TO-DO LIST »
1) In the thread below about the C++ committee trip report, which programming language does one commenter say came out of their inability to influence C++?
2) Continue the thread below about the C++ committee trip report, starting right after its final quoted comment.

PROVIDED TEXT »
__________
Soursop and Ponies in Kona: A C++ Committee Trip Report (cor3ntin.github.io)
62 points by dtoma on Nov 27, 2022 | hide | past | favorite | 67 comments



> why all these groups of people decided to start from scratch than to put up with the C++ committee

In which the C++ committee continues to not acknowledge that its problem is being a committee, in the most ridiculously bureaucratic sense of that word.

If the only way to get my contributions accepted into a project involves writing a paper about it, sure, I can do that. If it involves writing a paper about it, and then having endless meetings about it that could have been emails, some of which I have to physically travel to, I can't be bothered. I've left actual paying jobs over that, I'm not doing it for free.

And sure, I'm an individual, and most of the people they're talking about here are representatives of companies. But the effort-to-results ratios still exist, and C++ has managed to tip them to the point that making an entire new language is less effort than proposing a C++ change.


The D programming language came out of my inability to influence C++. Amusingly, D has had a lot more influence on C++'s direction than I was able to do directly.


It is and must be more difficult to make changes than start something new. When one person alone starts something new it is easy to make choices to a vision. When something is popular you cannot easily make changes that all will agree on.

C++ has painful experience on what happens when you don't carefully consider all proposed changes and so miss something. Export is an obvious example, but there are others that seemed good until painful experience later showed why not. Templates would look very different if they knew then what people would do with them.


> If the only way to get my contributions accepted into a project involves writing a paper about it, sure, I can do that. If it involves writing a paper about it, and then having endless meetings about it that could have been emails, some of which I have to physically travel to, I can't be bothered. I've left actual paying jobs over that, I'm not doing it for free.
__________
DATASET CONTENT »
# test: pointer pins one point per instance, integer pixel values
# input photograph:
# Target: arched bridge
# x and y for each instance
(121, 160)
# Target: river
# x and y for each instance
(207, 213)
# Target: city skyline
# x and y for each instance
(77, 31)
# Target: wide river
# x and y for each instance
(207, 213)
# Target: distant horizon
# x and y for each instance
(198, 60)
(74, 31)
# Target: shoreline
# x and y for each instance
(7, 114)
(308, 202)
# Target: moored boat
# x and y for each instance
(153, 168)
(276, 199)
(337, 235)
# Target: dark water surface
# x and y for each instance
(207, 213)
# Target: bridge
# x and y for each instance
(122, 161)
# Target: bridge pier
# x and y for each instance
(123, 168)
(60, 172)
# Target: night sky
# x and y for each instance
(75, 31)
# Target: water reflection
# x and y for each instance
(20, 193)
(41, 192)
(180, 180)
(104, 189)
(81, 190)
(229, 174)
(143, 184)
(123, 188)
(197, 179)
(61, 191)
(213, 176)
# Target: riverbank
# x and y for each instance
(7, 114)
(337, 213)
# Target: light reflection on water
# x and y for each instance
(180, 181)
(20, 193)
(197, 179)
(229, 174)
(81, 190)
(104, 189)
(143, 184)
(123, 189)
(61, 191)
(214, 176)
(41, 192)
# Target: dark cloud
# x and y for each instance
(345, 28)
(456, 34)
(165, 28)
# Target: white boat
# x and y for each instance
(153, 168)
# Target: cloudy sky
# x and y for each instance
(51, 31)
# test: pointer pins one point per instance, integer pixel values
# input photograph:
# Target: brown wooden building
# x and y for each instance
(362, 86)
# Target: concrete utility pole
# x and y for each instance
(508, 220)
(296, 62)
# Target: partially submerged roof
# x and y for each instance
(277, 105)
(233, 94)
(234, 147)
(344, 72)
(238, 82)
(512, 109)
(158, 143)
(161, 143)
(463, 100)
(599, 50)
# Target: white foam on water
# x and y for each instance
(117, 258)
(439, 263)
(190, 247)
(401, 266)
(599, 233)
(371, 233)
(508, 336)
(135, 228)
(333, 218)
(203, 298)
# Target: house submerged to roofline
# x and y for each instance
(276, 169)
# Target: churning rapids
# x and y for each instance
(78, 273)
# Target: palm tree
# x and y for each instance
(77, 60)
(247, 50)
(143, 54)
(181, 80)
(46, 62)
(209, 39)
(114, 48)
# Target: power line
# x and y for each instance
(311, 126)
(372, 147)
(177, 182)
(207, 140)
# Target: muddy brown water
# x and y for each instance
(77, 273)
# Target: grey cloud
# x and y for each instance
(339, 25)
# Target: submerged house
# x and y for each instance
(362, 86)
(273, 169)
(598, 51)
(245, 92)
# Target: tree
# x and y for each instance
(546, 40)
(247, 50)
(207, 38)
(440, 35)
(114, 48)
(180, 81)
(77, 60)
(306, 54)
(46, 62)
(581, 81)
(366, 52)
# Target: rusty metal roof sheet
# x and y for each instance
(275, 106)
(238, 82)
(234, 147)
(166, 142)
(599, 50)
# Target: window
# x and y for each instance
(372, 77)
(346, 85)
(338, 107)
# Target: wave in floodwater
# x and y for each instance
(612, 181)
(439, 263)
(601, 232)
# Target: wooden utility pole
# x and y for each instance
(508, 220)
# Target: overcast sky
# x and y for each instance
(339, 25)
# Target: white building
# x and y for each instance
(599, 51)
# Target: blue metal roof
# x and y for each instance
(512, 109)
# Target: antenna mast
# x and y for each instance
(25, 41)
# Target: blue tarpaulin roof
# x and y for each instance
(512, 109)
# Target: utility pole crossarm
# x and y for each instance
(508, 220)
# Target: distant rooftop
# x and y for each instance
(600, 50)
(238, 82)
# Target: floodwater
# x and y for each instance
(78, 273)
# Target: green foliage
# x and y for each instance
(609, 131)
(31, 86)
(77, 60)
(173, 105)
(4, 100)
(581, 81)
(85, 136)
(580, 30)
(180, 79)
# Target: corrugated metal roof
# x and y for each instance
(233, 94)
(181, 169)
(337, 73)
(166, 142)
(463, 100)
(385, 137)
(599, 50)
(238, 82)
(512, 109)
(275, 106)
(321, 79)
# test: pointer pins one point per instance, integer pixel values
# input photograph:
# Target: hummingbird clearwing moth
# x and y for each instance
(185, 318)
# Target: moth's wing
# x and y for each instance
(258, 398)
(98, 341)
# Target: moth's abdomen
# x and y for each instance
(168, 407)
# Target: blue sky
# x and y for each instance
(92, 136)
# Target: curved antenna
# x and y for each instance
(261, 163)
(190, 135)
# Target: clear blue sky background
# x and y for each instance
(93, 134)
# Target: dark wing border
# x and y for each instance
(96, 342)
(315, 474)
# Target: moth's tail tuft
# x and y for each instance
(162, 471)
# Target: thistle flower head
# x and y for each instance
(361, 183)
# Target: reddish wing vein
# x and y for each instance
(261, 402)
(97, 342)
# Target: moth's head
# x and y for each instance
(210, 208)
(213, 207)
__________
ANSWERS TO THE TASKS »
1) The D programming language.

2)
If most people wrote papers that were so perfect in their construction that no one would ever need to ask questions about their content, as every relevant question would be answered by reading the paper, then there wouldn't need to be a need to shepherd it through meetings. But in my limited experience, most papers aren't like that. In the numerics study group, we had one paper at the most recent meeting that was so vague, we eventually decided we had no idea what the paper was actually proposing, so answering the question "would we like to move forward with this idea" was impossible. And with the author not being present... well, that's more or less the end of the road for that idea.


So send an email, and ignore it until you get a response. You don't need to fly to Kona for this.


Not just the paper has to be perfect, but all the reviewers too. Sadly people don't just ask reasonable and already unanswered questions.


These replacements don't care about the committee per se, but rather reject committee's core goal of preserving backwards compatibility over everything else.

Making it easier to add more features to C++ can't fix the problem of being unable to simplify the language by removing unsafe and legacy features.

If they wanted C++, but only hated the committee process, they'd have forked the language and worked on compiler extensions (like WHATWG bypassed W3C process). But instead they all went for clean slate with some level of interoperability.


That quote you cherry picked is literally in a section talking about how hard it is to get into the committee and how slow the committee is.

So no, they are not failing to acknowledge that. It's literally the point of the quote you're responding to.


I just went back and reread the section to see if I'd missed something, and... kind of, I guess? They acknowledge that it is hard to join, but they don't seem to fully get why - that the problem is their system of scheduling meetings instead of discussing things asynchronously, not the ISO in itself. Without that realization, I would be surprised if a post-ISO C++ committee didn't just keep doing the same thing as before, because face to face meetings are the only way to be productive, right?

The "look at this pretty place I got to go to" picture immediately after that section does nothing to help this impression.


> One of the concerns is that C and C++ are being discouraged for new projects by several branches of the US government[1], which makes memory safety important to address.

The biggest memory safety problem for C is array overflows. I proposed a simple, backwards compatible change to C years ago, and it has received zero traction. Note that we have 20 years of experience in D of how well it works.

https://www.digitalmars.com/articles/C-biggest-mistake.html

It'd improve C++ as well.

I really do not understand why C adds other things, but not this, as this would engender an enormous improvement to C.


P.S. Modules would also make a big improvement to C, proved by implementing them in the ImportC C compiler. Modules don't take away anything from C's utility.


But that change is by definition not backwards compatible - neither ABI nor source level.

Using an ifdef to maintain source level compatibility doesn't work as two pieces of code will see the same function using different ABIs.

That said I agree entirely - the conflation of array and pointer is the biggest flaw, it's what "necessitated" the null termination error that people are so fond of calling the biggest mistake.


Sorry, I meant it does not break existing code.


Fair enough - but I also get the point that it's absurd that "modern" "safe" C++ is invariably more obnoxious and verbose than the unsafe version.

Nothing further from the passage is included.